:: DATA PROVIDED ::
* * *

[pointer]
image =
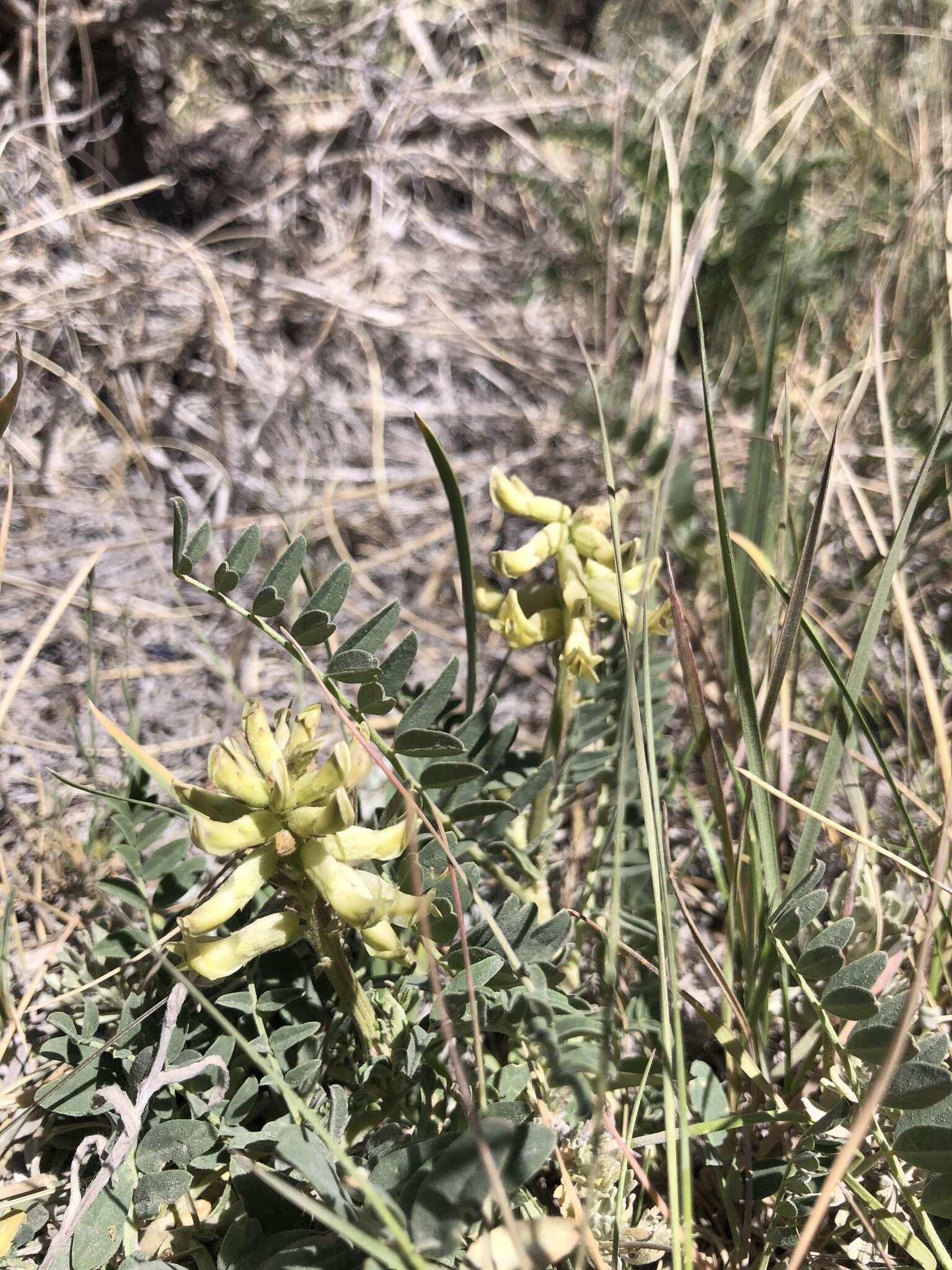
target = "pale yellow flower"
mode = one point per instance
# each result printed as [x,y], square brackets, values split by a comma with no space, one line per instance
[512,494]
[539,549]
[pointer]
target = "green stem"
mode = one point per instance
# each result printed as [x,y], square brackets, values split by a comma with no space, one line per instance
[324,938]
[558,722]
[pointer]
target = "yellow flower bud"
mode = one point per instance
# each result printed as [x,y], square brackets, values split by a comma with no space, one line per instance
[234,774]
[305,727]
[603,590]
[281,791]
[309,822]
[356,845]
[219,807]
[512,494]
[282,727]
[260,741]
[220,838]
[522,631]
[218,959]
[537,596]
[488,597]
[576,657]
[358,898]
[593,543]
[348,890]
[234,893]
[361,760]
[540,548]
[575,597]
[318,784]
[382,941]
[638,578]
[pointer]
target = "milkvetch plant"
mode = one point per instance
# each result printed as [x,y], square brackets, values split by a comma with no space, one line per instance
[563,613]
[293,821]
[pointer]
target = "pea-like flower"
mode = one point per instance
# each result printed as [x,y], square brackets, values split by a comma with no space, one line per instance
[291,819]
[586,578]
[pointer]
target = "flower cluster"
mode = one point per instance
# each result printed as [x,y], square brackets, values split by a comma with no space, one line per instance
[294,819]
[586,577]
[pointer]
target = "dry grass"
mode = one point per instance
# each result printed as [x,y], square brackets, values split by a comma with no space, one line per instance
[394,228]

* * *

:: STATED PROBLEM ::
Return the material exactly as given, apart from the pictures.

:: TASK ANSWER ::
[pointer]
image =
target = "pale yellow flower"
mode = one point per instance
# each result printed as [x,y], square brackets, values split by a comma with no space, one line per instance
[512,494]
[539,549]
[pointer]
target = "green stem"
mode = one point per instance
# each result printed as [x,y], square brackets, values split by a comma with no space, one line per instance
[324,938]
[558,722]
[pointer]
target = "yellow flower bud"
mode = one point per instance
# each result printed as [x,y], square brackets, values split by a comma with no space, one line per instance
[234,774]
[305,727]
[603,590]
[281,791]
[309,822]
[356,845]
[219,807]
[512,494]
[282,727]
[260,741]
[220,838]
[522,631]
[218,959]
[537,596]
[488,597]
[576,657]
[358,898]
[593,543]
[348,890]
[234,893]
[361,760]
[540,548]
[575,597]
[318,784]
[382,941]
[638,578]
[pointer]
target = "milkvetch plant"
mode = one point per instance
# each result printed as [x,y], square brackets, values split by a comma with no space, one line per instance
[563,613]
[293,821]
[pointer]
target = "pea-like flower"
mode = one point per instance
# each result printed as [x,y], square brackets, values split by a comma with no space, one line per instance
[291,819]
[586,578]
[pointer]
target = "flower cluster"
mode = one point per instance
# each result printed as [x,y], square brackets, values split by a comma with no space, one line per instance
[294,819]
[586,577]
[pointer]
target = "dry grass"
mode = one point per instance
# each result printed as [x,y], square brackets, values split by a comma with no space, one line per instance
[394,228]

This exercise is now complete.